### [WORK ITEM]
Write out again, word for word, the lines below, starting at the beginning of the lines and going on through the line with "positive clicks: (180, 78)". Leave the pictures out.

::::::::::

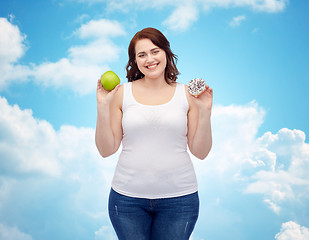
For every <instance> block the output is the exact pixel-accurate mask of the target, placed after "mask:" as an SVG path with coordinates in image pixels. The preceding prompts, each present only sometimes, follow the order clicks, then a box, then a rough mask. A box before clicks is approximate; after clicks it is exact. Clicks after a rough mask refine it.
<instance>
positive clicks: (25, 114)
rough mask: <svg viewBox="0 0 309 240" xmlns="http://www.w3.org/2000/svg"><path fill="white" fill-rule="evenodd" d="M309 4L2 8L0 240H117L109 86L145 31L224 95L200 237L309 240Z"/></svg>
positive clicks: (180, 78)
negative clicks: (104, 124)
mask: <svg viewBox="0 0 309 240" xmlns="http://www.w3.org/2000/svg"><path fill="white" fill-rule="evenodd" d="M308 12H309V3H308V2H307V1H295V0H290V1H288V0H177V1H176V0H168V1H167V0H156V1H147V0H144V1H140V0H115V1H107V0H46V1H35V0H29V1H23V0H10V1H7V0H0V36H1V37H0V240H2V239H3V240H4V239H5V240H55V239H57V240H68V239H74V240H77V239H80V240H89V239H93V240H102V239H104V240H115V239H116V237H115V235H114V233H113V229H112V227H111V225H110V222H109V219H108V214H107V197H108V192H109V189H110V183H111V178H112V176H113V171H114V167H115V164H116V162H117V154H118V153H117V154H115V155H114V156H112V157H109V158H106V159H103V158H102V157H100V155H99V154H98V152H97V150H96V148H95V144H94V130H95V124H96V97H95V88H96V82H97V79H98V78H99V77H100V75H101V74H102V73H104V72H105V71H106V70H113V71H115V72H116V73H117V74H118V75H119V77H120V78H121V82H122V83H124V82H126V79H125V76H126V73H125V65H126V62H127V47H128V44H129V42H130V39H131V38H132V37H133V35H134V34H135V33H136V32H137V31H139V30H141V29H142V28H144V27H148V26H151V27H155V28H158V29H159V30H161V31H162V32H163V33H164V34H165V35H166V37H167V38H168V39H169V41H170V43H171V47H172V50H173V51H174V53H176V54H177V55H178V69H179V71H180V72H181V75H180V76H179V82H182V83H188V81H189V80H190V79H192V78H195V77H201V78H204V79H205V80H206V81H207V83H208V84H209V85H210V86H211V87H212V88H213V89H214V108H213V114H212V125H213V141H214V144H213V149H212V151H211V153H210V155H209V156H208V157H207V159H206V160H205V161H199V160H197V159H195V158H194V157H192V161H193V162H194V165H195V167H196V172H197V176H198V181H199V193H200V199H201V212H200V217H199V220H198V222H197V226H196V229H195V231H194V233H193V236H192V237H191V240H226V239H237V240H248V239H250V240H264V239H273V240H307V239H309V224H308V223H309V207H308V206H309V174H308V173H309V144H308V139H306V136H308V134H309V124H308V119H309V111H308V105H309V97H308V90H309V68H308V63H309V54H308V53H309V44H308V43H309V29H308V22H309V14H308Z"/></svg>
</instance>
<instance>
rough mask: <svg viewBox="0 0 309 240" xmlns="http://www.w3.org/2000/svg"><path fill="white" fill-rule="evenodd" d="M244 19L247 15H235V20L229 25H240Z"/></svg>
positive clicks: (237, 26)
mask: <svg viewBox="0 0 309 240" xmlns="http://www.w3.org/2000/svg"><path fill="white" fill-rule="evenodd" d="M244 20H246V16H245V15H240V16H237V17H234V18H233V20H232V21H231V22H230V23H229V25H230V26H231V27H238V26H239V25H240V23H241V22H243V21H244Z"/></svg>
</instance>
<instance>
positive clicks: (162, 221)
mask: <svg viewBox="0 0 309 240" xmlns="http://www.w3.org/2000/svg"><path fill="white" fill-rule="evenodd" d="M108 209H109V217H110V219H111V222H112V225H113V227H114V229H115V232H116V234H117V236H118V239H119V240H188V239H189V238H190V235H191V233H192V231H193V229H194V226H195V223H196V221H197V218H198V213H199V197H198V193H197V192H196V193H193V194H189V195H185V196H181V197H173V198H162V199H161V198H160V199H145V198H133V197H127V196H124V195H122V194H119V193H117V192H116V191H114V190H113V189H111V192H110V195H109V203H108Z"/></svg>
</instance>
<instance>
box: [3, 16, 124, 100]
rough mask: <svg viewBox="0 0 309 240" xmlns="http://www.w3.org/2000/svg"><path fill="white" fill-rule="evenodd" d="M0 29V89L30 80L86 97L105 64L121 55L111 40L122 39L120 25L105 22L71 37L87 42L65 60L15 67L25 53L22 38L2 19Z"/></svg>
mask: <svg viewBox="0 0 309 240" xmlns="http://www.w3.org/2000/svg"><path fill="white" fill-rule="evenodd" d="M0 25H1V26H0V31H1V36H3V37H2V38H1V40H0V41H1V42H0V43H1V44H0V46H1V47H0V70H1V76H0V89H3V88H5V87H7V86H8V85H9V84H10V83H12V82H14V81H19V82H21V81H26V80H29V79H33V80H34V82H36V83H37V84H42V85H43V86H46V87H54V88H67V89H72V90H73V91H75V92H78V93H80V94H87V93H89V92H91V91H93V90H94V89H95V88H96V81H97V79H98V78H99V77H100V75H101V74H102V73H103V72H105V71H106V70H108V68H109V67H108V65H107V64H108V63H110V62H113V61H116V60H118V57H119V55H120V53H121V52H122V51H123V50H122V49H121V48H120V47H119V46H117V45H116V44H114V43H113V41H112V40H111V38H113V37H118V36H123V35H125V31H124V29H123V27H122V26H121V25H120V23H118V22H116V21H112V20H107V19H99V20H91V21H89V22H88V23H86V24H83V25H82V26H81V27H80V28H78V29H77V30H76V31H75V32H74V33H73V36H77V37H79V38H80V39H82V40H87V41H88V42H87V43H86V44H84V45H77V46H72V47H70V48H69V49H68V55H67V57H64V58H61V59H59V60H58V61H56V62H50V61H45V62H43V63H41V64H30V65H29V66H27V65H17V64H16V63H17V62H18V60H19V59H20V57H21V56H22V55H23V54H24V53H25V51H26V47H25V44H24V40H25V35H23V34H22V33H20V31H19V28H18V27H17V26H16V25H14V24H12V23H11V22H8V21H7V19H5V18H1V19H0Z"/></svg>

::::::::::

### [EXERCISE ANSWER]
For every <instance> block the output is the exact pixel-accurate mask of the target, placed after "mask:" as an SVG path with coordinates in image pixels. The preceding prompts, each present only sometimes, follow the order clicks, then a box, then a rough mask. A box before clicks is approximate; after clicks it is exact. Clicks after a rough mask refine it.
<instance>
positive clicks: (25, 114)
rough mask: <svg viewBox="0 0 309 240" xmlns="http://www.w3.org/2000/svg"><path fill="white" fill-rule="evenodd" d="M309 4L2 8L0 240H117L109 86L145 31L224 95L200 237L309 240Z"/></svg>
positive clicks: (180, 78)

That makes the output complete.